Here, for the first time, is the story of how America's first national resort gave birth to, then nurtured, its first national sport, introducing the country to a parade of champions and their spectacular supporting characters. To experience this adventure is to see why the Saratoga Race Course, America's oldest major sports facility remains one of its most beloved and most successful. They're Off! is as much a social history as it is sports history. Edward Hotaling opens with a little-known visit by the first famous tourist, George Washington, who tried to buy the place he called "the Saratoga Springs." Soon the pursuit of happiness at our original vacationland helped redefine America. Even at the height of the Civil War, the country's first organized sport was launched on a national scale.
The first thoroughbred race in the U.S. was held at Saratoga Springs in 1847, and the first national thoroughbred race took place there during the Civil War, when the upstate New York town began to establish itself as the country's prime resort. Throughout the Gilded Age, Saratoga lured Astors, Vanderbilts, Belmonts and other millionaires and became known for its huge and lavish hotels, its gambling houses and, very incidentally, its restorative waters. Its 42-day season was short, but it still lured the top horses for flat and harness racing and even steeplechasing. Among the great mounts that raced there for the Travers Stakes, begun in 1864, or the Saratoga Cup, started a year later, were Longfellow, probably the best thoroughbred of the 19th century, Man o' War, who suffered his only loss there, Whirlaway and Secretariat. Saratoga's two-legged visitors included presidents and gangsters, writers and movie stars. Television director and scriptwriter Hotaling tells its exciting story well, and the 95 illustrations are worthy of the text. (Aug.)

**Records of labeled points**.
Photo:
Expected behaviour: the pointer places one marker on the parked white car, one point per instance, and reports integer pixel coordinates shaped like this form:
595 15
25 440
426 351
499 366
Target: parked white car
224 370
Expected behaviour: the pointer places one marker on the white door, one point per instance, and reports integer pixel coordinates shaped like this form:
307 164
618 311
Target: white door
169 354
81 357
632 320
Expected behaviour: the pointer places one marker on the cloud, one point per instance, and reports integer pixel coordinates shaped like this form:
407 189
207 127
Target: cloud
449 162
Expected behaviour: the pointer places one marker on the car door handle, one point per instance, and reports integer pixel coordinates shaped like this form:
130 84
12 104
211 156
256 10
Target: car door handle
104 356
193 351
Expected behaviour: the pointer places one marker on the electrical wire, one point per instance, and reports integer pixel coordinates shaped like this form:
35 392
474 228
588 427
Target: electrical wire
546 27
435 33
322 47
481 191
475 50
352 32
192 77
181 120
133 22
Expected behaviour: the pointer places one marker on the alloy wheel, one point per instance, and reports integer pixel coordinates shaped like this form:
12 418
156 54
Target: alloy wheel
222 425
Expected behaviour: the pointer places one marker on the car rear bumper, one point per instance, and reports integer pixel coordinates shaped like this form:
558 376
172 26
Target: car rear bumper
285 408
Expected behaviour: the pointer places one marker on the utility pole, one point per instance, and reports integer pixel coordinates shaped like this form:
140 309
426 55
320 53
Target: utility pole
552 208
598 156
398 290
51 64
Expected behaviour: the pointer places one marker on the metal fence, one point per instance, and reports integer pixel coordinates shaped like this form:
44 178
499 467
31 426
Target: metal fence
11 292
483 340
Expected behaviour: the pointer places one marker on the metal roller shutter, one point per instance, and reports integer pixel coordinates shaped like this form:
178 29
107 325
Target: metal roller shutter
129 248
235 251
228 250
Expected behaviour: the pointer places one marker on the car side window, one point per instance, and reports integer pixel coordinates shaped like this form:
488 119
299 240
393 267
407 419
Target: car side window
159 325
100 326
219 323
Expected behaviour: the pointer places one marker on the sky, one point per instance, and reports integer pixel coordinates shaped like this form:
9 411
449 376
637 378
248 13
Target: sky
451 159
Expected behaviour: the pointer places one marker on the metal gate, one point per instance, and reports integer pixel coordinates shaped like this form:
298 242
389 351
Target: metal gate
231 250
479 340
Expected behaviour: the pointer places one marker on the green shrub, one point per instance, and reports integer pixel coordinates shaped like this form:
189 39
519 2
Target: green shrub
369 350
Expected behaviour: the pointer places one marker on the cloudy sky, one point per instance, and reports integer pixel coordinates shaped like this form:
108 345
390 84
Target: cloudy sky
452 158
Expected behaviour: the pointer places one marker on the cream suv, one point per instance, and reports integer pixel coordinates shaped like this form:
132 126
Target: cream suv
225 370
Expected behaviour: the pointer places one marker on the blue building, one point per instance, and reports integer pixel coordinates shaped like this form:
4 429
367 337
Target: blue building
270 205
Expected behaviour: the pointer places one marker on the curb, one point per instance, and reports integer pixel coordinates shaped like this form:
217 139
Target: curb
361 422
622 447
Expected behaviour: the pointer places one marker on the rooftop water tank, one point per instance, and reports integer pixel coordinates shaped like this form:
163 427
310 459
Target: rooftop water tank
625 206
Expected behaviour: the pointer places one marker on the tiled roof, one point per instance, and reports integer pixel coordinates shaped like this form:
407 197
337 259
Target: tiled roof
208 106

**TASK SET**.
1 - From the Saratoga passage, transcribe the text starting with "Here, for the" and going on through "a national scale.".
2 - Using the Saratoga passage, answer these:
(a) Which famous visitor tried to buy the place he called "the Saratoga Springs"?
(b) In what year was the first thoroughbred race in the U.S. held at Saratoga Springs?
(c) In what year did the Travers Stakes begin?

**TASK-BY-TASK ANSWERS**.
1 -
Here, for the first time, is the story of how America's first national resort gave birth to, then nurtured, its first national sport, introducing the country to a parade of champions and their spectacular supporting characters. To experience this adventure is to see why the Saratoga Race Course, America's oldest major sports facility remains one of its most beloved and most successful. They're Off! is as much a social history as it is sports history. Edward Hotaling opens with a little-known visit by the first famous tourist, George Washington, who tried to buy the place he called "the Saratoga Springs." Soon the pursuit of happiness at our original vacationland helped redefine America. Even at the height of the Civil War, the country's first organized sport was launched on a national scale.

2 -
(a) George Washington
(b) 1847
(c) 1864